Task directions >> Arrange the lines of all the records below as a JSON list of strings, one string per line, with blank lines skipped. Leave the pictures out.

____

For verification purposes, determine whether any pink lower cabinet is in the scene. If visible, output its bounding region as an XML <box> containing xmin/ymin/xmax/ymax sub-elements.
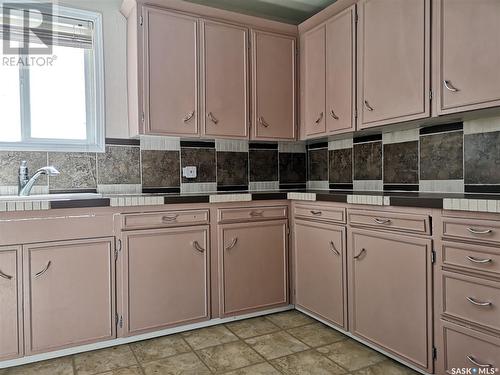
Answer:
<box><xmin>348</xmin><ymin>229</ymin><xmax>433</xmax><ymax>372</ymax></box>
<box><xmin>219</xmin><ymin>220</ymin><xmax>288</xmax><ymax>316</ymax></box>
<box><xmin>119</xmin><ymin>225</ymin><xmax>209</xmax><ymax>336</ymax></box>
<box><xmin>23</xmin><ymin>238</ymin><xmax>115</xmax><ymax>354</ymax></box>
<box><xmin>294</xmin><ymin>220</ymin><xmax>347</xmax><ymax>328</ymax></box>
<box><xmin>0</xmin><ymin>246</ymin><xmax>23</xmax><ymax>361</ymax></box>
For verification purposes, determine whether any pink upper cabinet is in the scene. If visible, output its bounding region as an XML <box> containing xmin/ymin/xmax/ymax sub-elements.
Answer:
<box><xmin>252</xmin><ymin>30</ymin><xmax>296</xmax><ymax>140</ymax></box>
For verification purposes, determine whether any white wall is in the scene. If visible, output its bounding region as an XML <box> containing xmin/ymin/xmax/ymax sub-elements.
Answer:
<box><xmin>58</xmin><ymin>0</ymin><xmax>129</xmax><ymax>138</ymax></box>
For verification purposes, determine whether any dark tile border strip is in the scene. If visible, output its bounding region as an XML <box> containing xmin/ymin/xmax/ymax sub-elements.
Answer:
<box><xmin>420</xmin><ymin>122</ymin><xmax>464</xmax><ymax>135</ymax></box>
<box><xmin>105</xmin><ymin>138</ymin><xmax>141</xmax><ymax>146</ymax></box>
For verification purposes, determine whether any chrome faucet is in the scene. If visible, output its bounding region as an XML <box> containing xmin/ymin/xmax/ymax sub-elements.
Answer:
<box><xmin>19</xmin><ymin>160</ymin><xmax>59</xmax><ymax>196</ymax></box>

____

Answer to this exercise >>
[
  "For verification purposes, determine whether any pink lower cabinet is in the scene. If visible, output its bounding region as an XML <box> containing xmin/ymin/xmax/ymax sub-elements.",
  "Answer:",
  "<box><xmin>348</xmin><ymin>229</ymin><xmax>433</xmax><ymax>372</ymax></box>",
  "<box><xmin>219</xmin><ymin>220</ymin><xmax>288</xmax><ymax>316</ymax></box>",
  "<box><xmin>119</xmin><ymin>225</ymin><xmax>209</xmax><ymax>336</ymax></box>",
  "<box><xmin>23</xmin><ymin>238</ymin><xmax>115</xmax><ymax>354</ymax></box>",
  "<box><xmin>294</xmin><ymin>220</ymin><xmax>347</xmax><ymax>328</ymax></box>",
  "<box><xmin>0</xmin><ymin>246</ymin><xmax>23</xmax><ymax>361</ymax></box>",
  "For verification purposes, determine whether any pink upper cabinet is in the scene. If visible, output its bounding region as an XML <box> containing xmin/ymin/xmax/ymax sub-elements.",
  "Answer:",
  "<box><xmin>252</xmin><ymin>30</ymin><xmax>296</xmax><ymax>140</ymax></box>",
  "For verification purposes, determine whether any white wall is in the scene. If visible, output its bounding region as an XML <box> containing xmin/ymin/xmax/ymax sub-elements.",
  "Answer:",
  "<box><xmin>58</xmin><ymin>0</ymin><xmax>129</xmax><ymax>138</ymax></box>",
  "For verification purposes, determine whether any dark tile border strip is in the scene. If visible, output its bounding region as an XML <box> containing xmin/ymin/xmax/ymax sub-elements.",
  "Answer:",
  "<box><xmin>420</xmin><ymin>122</ymin><xmax>464</xmax><ymax>135</ymax></box>",
  "<box><xmin>105</xmin><ymin>138</ymin><xmax>141</xmax><ymax>146</ymax></box>",
  "For verification purposes, determine whether any chrome faucet is in the scene. If visible, output its bounding region as an XML <box> containing xmin/ymin/xmax/ymax sub-elements.",
  "Answer:",
  "<box><xmin>19</xmin><ymin>160</ymin><xmax>59</xmax><ymax>196</ymax></box>"
]